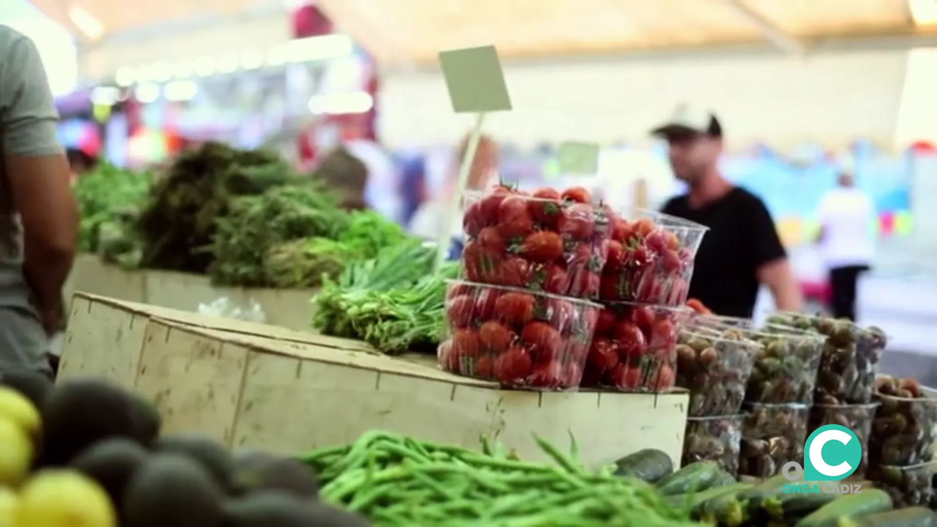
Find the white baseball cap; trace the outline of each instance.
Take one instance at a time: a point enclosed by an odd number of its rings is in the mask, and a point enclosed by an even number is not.
[[[662,125],[650,131],[652,135],[662,136],[688,132],[722,137],[722,126],[711,111],[682,103],[674,109]]]

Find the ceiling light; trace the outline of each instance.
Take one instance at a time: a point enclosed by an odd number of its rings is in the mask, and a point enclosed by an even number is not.
[[[937,24],[937,0],[908,0],[915,25]]]

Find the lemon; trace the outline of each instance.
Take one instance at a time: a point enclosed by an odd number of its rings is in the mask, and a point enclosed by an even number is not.
[[[6,417],[20,425],[30,435],[39,431],[41,419],[39,411],[33,402],[20,392],[0,386],[0,417]]]
[[[93,479],[70,470],[33,476],[13,510],[16,527],[116,527],[111,499]]]
[[[33,462],[33,440],[9,418],[0,416],[0,486],[15,487]]]

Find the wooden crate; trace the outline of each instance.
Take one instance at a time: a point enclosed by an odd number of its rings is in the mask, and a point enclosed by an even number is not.
[[[387,429],[477,447],[484,434],[545,459],[536,433],[560,448],[572,432],[583,461],[647,447],[679,463],[687,395],[500,390],[435,366],[151,319],[137,389],[169,430],[199,430],[231,447],[295,454]]]
[[[242,332],[285,341],[331,342],[343,348],[371,351],[366,344],[357,340],[78,293],[71,302],[59,378],[81,374],[102,375],[122,385],[134,386],[146,322],[156,317],[186,325]]]

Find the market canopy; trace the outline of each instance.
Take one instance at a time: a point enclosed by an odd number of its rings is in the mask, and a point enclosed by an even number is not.
[[[430,62],[494,43],[502,57],[937,35],[935,0],[319,0],[379,60]],[[930,26],[930,27],[929,27]]]

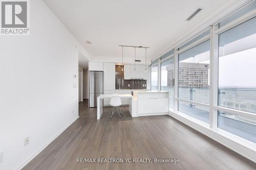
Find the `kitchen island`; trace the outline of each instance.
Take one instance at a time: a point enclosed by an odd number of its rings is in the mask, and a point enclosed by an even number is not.
[[[168,114],[169,92],[165,91],[135,91],[134,115],[136,116]]]
[[[164,115],[169,113],[169,93],[165,91],[136,90],[131,94],[101,94],[98,97],[97,116],[100,118],[103,113],[102,100],[110,100],[112,97],[119,96],[129,100],[129,111],[132,117]]]

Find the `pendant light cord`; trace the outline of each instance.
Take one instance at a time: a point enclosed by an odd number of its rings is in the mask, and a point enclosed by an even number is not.
[[[136,47],[134,47],[134,71],[135,71],[135,61],[136,60]]]
[[[145,48],[145,71],[146,71],[146,48]]]
[[[123,46],[122,46],[122,71],[123,71]]]

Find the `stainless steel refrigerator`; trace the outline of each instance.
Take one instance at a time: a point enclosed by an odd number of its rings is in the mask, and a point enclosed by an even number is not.
[[[90,71],[90,107],[97,107],[97,98],[103,94],[103,71]]]

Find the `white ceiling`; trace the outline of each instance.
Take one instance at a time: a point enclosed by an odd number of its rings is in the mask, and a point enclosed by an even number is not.
[[[119,57],[118,45],[123,44],[148,46],[148,56],[153,58],[211,19],[224,4],[237,0],[44,1],[90,55]],[[186,21],[199,7],[203,10]],[[144,56],[142,49],[137,52]],[[125,48],[124,55],[134,57],[134,50]]]
[[[85,69],[88,68],[88,59],[82,55],[82,53],[78,53],[78,63],[79,65]]]

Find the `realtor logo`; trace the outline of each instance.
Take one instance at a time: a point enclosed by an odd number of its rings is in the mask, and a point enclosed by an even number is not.
[[[2,0],[1,3],[1,34],[29,35],[28,1]]]

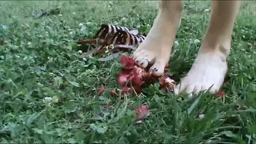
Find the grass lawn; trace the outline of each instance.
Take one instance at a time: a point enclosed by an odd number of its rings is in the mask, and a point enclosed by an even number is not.
[[[169,74],[178,78],[194,62],[210,6],[209,1],[184,3],[179,45],[170,61]],[[157,5],[1,1],[0,143],[256,143],[254,1],[243,2],[234,26],[224,97],[174,96],[157,84],[139,95],[113,97],[108,91],[118,87],[118,58],[79,58],[76,41],[91,38],[102,23],[147,33]],[[34,11],[56,7],[61,14],[33,18]],[[106,91],[98,96],[102,84]],[[150,115],[134,124],[134,108],[143,104]]]

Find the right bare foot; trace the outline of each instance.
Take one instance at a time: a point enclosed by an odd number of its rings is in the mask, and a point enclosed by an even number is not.
[[[134,59],[153,75],[163,74],[181,20],[182,1],[160,1],[160,9],[145,41],[134,53]]]

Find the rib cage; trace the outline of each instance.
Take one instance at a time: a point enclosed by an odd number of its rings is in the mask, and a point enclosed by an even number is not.
[[[139,45],[146,38],[146,34],[134,34],[136,30],[114,25],[102,24],[94,38],[106,40],[107,45]]]

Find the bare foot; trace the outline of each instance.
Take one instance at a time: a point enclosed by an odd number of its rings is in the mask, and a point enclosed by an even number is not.
[[[147,37],[138,50],[134,53],[134,58],[141,66],[146,68],[152,65],[150,72],[154,75],[160,76],[164,73],[164,68],[169,62],[172,44],[170,40],[162,37]]]
[[[221,53],[199,52],[187,76],[175,87],[174,93],[198,94],[208,90],[210,93],[218,92],[227,71],[226,58]]]
[[[150,72],[163,74],[181,21],[181,1],[160,1],[160,10],[145,41],[134,53],[134,59]]]

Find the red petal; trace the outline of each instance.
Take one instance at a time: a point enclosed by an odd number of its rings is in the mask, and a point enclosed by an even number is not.
[[[224,91],[219,91],[219,92],[218,92],[217,94],[216,94],[216,95],[217,95],[217,97],[218,97],[218,98],[222,98],[222,97],[224,97],[225,96],[225,92]]]
[[[135,85],[133,86],[137,94],[140,94],[142,92],[140,86]]]
[[[104,87],[104,86],[102,85],[102,86],[99,88],[99,90],[98,90],[98,96],[102,95],[102,93],[104,92],[104,90],[105,90],[105,87]]]
[[[126,86],[126,84],[128,82],[128,76],[129,76],[129,74],[121,73],[118,76],[118,83],[122,86]]]
[[[120,60],[121,64],[122,65],[124,69],[132,70],[135,66],[134,60],[127,55],[122,55]]]
[[[118,94],[117,94],[114,90],[110,91],[110,94],[111,96],[117,96],[117,95],[118,95]]]
[[[150,115],[150,112],[146,105],[142,105],[141,107],[135,107],[134,111],[135,111],[135,114],[139,118],[144,118],[146,116]]]
[[[130,88],[127,87],[127,86],[122,88],[122,90],[124,93],[130,93]]]

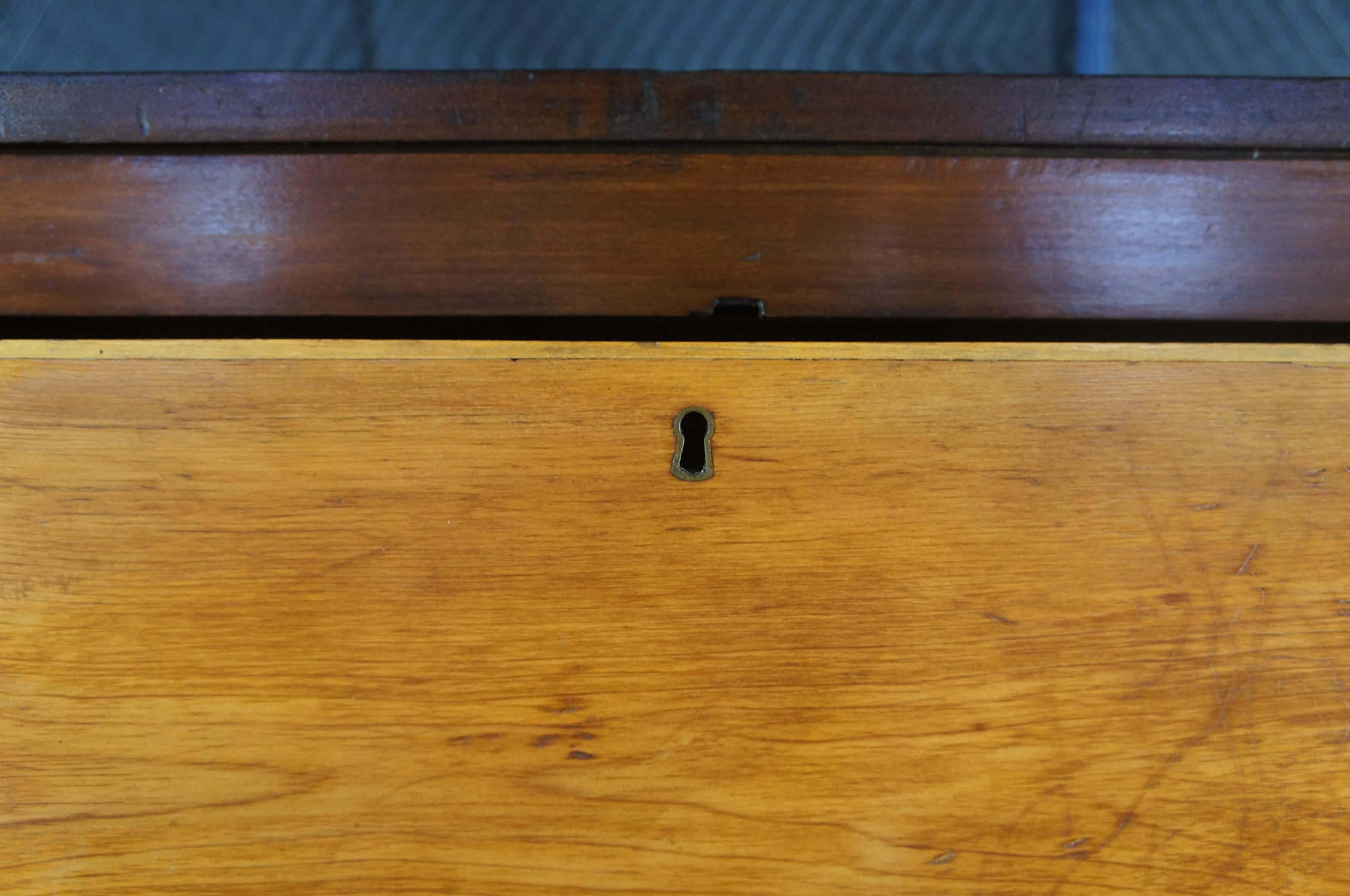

————————

**DIRECTIONS FOR THIS TASK:** Reproduce verbatim everything from the line containing "Find the lemon;" down to the line containing "[[[33,462],[33,440],[9,418],[0,416],[0,486],[15,487]]]", including both of those lines.

**FINAL RESULT:**
Find the lemon; trace the outline of each instance.
Take one instance at a time: a point enclosed by an odd number of its rings is in the mask, and a point enclosed by an even number is not.
[[[6,417],[20,425],[30,435],[39,431],[41,419],[39,411],[33,402],[20,392],[0,386],[0,417]]]
[[[93,479],[70,470],[33,476],[13,510],[16,527],[116,527],[111,499]]]
[[[33,462],[33,440],[9,418],[0,416],[0,486],[15,487]]]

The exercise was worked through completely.